[Begin Given passage]

AWS for M&E Blog
Part 1: Background and key benefits of SMPTE ST 2110 on AWS Elemental Live
This multi-post series is a dive deep into the Society of Motion Picture and Television Engineers (SMPTE) ST 2110 suite of standards. The series explores the reasons customers transition from Serial Digital Interface (SDI) infrastructure to IP. It also looks at the trade-offs to consider when making the switch, and best practices to use AWS Elemental Live with SMPTE ST 2110.
Part 1: Background and key benefits of SMPTE ST 2110 on AWS Elemental Live (this post)
Part 2: Working with SMPTE ST 2110 on the AWS Elemental Live Appliance
Part 3: Simplifying SMPTE ST 2110 Management with NMOS
For years, traditional broadcasters relied on SDI signals to transmit uncompressed video and audio signals between devices. SDI transmits a muxed feed of video/audio/ancillary data unidirectionally. The cost of SDI infrastructure remains high, as the demand for broadcast solutions is not as wide as the professional-grade IT market in general. SMPTE ST 2110 is primarily for live studio use cases to improve on the foundation that SDI laid. Its counterpart, SMPTE 2022-6 is designed to allow uncompressed contribution over IP, and showcases a method of encapsulating SDI for IP transport called High Bitrate Media Transport (HBRMT). 2022-6 is solely focused on getting SDI over IP. Where 2110 really stands apart is the ability to transmit isolated essence flows. For example, a 2110-30 feed only transmits the uncompressed PCM stereo audio portion of the media at ~3 Mbps. It does not contain video or ancillary data, which would add another ~3 Gbps of unnecessary overhead. This reduces the bitrate of the flow by 99.9%. The 2110 standard is built on many well-known standards from providers such as IETF, ITU-R, AES and IEEE, relying on proven technologies to ensure its success. Elemental Live appliances support 2110 inbound and outbound, as customers use them in a plethora of ways to support their unique workflows.

[End Given passage]
[Begin Data supplied]

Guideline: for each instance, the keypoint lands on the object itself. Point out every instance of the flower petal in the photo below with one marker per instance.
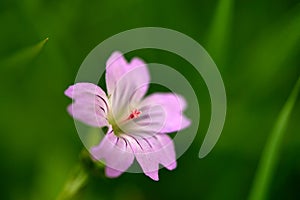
(173, 106)
(90, 104)
(148, 123)
(152, 151)
(116, 152)
(117, 67)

[End Data supplied]

*Tasks for this exercise*:
A – In the SMPTE ST 2110 post, why does a 2110-30 feed cut the bitrate of the flow by 99.9%?
B – Rewrite the SMPTE ST 2110 post from the words "AWS for M&E" through the words "Live (this post)", putting "the Elemental Live appliance" in place of "AWS Elemental Live".

*Set of answers*:
A – A 2110-30 feed carries only the uncompressed PCM stereo audio portion of the media, at about 3 Mbps. It leaves out the video and ancillary data, which would add roughly another 3 Gbps of unnecessary overhead.

B –
AWS for M&E Blog
Part 1: Background and key benefits of SMPTE ST 2110 on the Elemental Live appliance
This multi-post series is a dive deep into the Society of Motion Picture and Television Engineers (SMPTE) ST 2110 suite of standards. The series explores the reasons customers transition from Serial Digital Interface (SDI) infrastructure to IP. It also looks at the trade-offs to consider when making the switch, and best practices to use the Elemental Live appliance with SMPTE ST 2110.
Part 1: Background and key benefits of SMPTE ST 2110 on the Elemental Live appliance (this post)